> What needs to be done
Resume the news article on Gloucester High School's contraception policy from the point where it stops.

Closing in on a vote over whether to provide in-school access to contraceptives, the School Committee is weighing a policy that would allow parents to opt their children out of reproductive health services, while still receiving other aspects of care available at Gloucester High School's health clinic.
In districts across the state and country, school health centers have used "opt-out clauses" in their parental consent forms to allow parents uncomfortable with their children getting birth control confidentially to avoid it, without avoiding the clinic altogether.
In the last year, Gloucester High School has pushed enrollment in its student health center from 77 percent to more than 90 percent, one of the higher participation rates in the state.
But as debate about contraception intensified this spring, many, including Principal Joseph Sullivan, feared that unchecked, confidential birth control or condom distribution would lead to mistrust between parents and the school, jeopardizing the number of students being helped by the clinic.
"It was good to see that it had worked in other communities," School Committee Chairman Greg Verga said of the parental opt-out yesterday. "My concern from the beginning was that you would have people opting out of the whole clinic. I would hate to see people not get the other benefits of the clinic."
Addressing the committee as one of its hand-picked experts at a City Hall forum Wednesday night, Dr. Karen Hacker, medical director of the Institute for Community Health in Cambridge, said schools that choose to offer contraceptives can choose from a "menu" of options — including blanket consent to reproductive health services, an option for parents to opt out of reproductive services, and a mechanism that requires parents to opt-in to the services if they want it for their children. The distribution of contraceptives at the high school has taken center stage in the wake of reports that 18 Gloucester High School students became pregnant this past school year, including a number who may have done so by choice. Wednesday's meeting featured a panel of health officials who recommended choices for a school community response.

> Exercise data
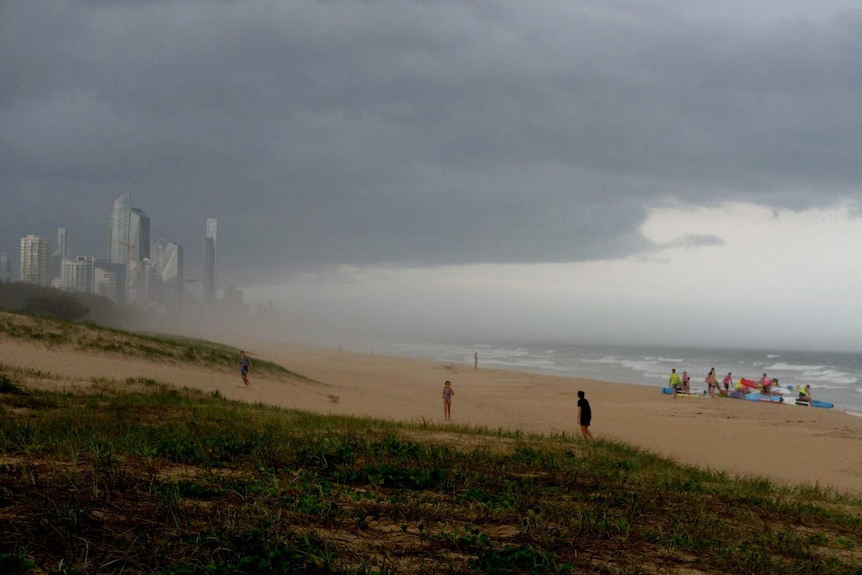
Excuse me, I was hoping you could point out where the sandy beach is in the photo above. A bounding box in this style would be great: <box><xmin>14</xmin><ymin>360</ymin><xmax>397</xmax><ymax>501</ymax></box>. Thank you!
<box><xmin>0</xmin><ymin>338</ymin><xmax>862</xmax><ymax>494</ymax></box>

> Answer to the exercise
Hacker said each community had to decide which model best matched its values and determine which would cause more opposition than assistance.
She said the potential downsides of opt-out options include administrative hassles and confusion for staff treating patients, and the possibility that the few students who need the services the most will be the ones whose parents decide they shouldn't have it.
After the meeting, Hacker said in her experience in several different cities, she had never seen significant de-enrollment from a school-based clinic as a result of the adoption of a contraceptive policy.
Yesterday Dr. Brian Orr, the former medical director of the Gloucester High clinic and a supporter of confidential access to contraception, said he wouldn't have a problem with having an opt-out for parents who didn't want their children receiving confidential access to contraceptives.
"My impression is that it is a win-win for the School Committee and the community," Orr said. "Why not have parental consent for general care and then a separate box for reproductive care? If you don't want that option, then parents can choose to use it or not."
Orr said, as a practical matter, breaking the consent forms down into too many options would make it difficult for clinic staff to efficiently provide for patients, but one opt-out box should not cause a problem.
Another option discussed Wednesday was the possibility of providing access to contraceptives at a location outside the school building, such as the new community health center being opened at Addison Gilbert Hospital.
In response to School Committee questions about that possibility, the panel of experts Wednesday warned that creating an extra step in the process of filling any prescription typically causes failure among some patients to follow through.
"With referral, even if it is just across the street, you lose some kids," Hacker said.
In his summary of interviews with staff from school-based health clinics in three other cities that provided access to contraceptives, city Health Director Jack Vondras said one of the communities studied used an opt-out and was satisfied with it. The health clinic staffs had said they noticed a significant number of students did not follow through on outside referrals.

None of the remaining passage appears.